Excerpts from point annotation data
=-=-=-=-=
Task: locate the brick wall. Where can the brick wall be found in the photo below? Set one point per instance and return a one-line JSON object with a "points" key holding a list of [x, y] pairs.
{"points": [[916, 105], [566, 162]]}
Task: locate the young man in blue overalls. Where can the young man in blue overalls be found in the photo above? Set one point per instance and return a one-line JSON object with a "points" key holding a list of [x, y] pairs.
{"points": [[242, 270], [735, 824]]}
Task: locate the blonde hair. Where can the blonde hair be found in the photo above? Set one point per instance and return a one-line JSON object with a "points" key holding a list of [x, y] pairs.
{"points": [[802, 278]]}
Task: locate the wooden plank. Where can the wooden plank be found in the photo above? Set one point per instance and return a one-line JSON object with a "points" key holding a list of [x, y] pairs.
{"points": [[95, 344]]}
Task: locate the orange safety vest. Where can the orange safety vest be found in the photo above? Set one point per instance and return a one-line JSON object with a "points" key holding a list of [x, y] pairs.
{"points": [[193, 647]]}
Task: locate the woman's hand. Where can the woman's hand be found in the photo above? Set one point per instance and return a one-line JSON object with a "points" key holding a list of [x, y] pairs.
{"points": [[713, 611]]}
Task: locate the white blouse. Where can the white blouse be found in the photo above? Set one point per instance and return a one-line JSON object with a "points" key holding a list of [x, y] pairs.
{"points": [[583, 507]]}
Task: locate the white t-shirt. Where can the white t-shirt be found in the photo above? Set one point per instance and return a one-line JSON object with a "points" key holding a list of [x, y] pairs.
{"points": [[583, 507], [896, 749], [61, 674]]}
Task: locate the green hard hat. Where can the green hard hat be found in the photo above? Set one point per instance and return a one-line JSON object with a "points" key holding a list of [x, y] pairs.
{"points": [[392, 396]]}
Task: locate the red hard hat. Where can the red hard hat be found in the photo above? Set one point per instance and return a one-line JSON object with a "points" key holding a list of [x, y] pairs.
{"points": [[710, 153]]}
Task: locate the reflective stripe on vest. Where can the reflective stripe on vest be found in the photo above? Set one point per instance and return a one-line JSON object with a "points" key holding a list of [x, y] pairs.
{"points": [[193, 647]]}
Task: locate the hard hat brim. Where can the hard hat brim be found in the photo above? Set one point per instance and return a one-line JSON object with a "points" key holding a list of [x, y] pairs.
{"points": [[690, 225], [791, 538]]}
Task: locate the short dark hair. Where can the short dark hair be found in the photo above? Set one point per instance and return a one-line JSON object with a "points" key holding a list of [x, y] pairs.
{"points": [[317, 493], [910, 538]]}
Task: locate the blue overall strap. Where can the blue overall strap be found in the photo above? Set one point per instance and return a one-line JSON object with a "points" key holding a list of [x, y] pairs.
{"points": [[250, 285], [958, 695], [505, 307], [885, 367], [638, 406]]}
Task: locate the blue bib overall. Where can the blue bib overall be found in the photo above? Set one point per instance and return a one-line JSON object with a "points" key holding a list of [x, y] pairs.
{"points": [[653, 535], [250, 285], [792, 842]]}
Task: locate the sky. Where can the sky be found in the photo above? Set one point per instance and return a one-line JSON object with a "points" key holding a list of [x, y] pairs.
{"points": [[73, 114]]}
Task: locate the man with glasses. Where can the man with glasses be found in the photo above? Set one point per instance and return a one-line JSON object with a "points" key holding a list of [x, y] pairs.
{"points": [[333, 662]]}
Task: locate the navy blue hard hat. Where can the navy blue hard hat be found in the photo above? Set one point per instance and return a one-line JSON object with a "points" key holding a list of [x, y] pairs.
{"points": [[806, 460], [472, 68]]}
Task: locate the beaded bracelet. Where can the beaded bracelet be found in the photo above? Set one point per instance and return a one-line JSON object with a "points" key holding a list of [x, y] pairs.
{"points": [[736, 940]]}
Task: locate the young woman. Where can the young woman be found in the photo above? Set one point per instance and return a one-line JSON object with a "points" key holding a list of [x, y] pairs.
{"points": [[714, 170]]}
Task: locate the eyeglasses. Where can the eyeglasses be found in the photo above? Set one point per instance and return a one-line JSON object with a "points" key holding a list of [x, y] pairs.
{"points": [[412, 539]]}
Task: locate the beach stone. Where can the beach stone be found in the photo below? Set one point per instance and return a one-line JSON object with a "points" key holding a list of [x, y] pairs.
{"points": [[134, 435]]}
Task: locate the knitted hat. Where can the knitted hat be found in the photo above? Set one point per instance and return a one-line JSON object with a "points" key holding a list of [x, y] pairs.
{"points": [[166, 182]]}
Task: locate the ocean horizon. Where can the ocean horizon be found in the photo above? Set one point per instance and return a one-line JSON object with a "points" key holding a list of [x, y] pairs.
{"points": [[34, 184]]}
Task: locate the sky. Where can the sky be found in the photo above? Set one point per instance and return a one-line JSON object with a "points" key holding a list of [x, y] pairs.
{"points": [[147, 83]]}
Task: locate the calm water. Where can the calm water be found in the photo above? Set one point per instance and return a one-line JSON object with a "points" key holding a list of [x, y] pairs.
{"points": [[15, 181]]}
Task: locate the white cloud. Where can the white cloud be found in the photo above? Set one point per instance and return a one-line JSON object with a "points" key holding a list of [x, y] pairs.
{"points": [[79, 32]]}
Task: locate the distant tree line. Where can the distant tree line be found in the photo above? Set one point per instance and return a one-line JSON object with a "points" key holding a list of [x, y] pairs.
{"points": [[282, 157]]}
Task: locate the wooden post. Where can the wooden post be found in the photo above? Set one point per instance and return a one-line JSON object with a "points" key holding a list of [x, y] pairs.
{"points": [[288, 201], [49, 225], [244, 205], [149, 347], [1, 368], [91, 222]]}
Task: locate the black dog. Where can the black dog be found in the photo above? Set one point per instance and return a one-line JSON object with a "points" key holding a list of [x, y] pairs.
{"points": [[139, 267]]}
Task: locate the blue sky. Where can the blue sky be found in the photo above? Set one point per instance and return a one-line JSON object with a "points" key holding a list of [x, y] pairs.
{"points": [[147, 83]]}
=-=-=-=-=
→ Brief: From the line containing "Task: locate the ocean" to the last line of the material, please quote every line exactly and only those.

→ Task solution:
Task: locate the ocean horizon. Where can the ocean horizon be found in the photo above? Set one point per instance and return a one-line JSON object with a "points" key holding a list of [x, y] pairs.
{"points": [[34, 184]]}
Task: locate the sky. Where can the sky be found in the photo above? Set one point per instance and return a one-line JSON object with a "points" key holding a list of [x, y] pairs.
{"points": [[147, 83]]}
Task: locate the calm water. Where can the calm water be found in the photo above? Set one point per instance and return a one-line JSON object with a "points" key holding a list of [x, y] pairs.
{"points": [[15, 181]]}
Task: locate the white cloud. Where can the white cloud be found in the photo above? Set one point per instance and return a one-line JSON object with a "points" key holding a list of [x, y] pairs.
{"points": [[79, 32]]}
Task: locate the distant tree line. Where can the distant tree line be found in the photo above? Set one point per instance and return a one-line JSON object with a "points" key holding a list of [x, y] pairs.
{"points": [[282, 157]]}
Task: locate the wooden post. Where can the wooden post be found in the photo above? Set one point per instance and return a one-line JSON object with a "points" key holding a list of [x, y] pairs.
{"points": [[288, 201], [49, 225], [244, 205], [149, 347], [1, 368], [91, 222]]}
Task: locate the black dog. Where can the black dog be found in the photo above? Set one point per instance and return a one-line JSON object with a "points" key holding a list of [x, y] pairs.
{"points": [[139, 267]]}
Task: locate the blue sky. Where can the blue sky be found in the photo above? Set one point per instance and return a one-line JSON object with a "points" key holding a list of [x, y] pairs.
{"points": [[147, 83]]}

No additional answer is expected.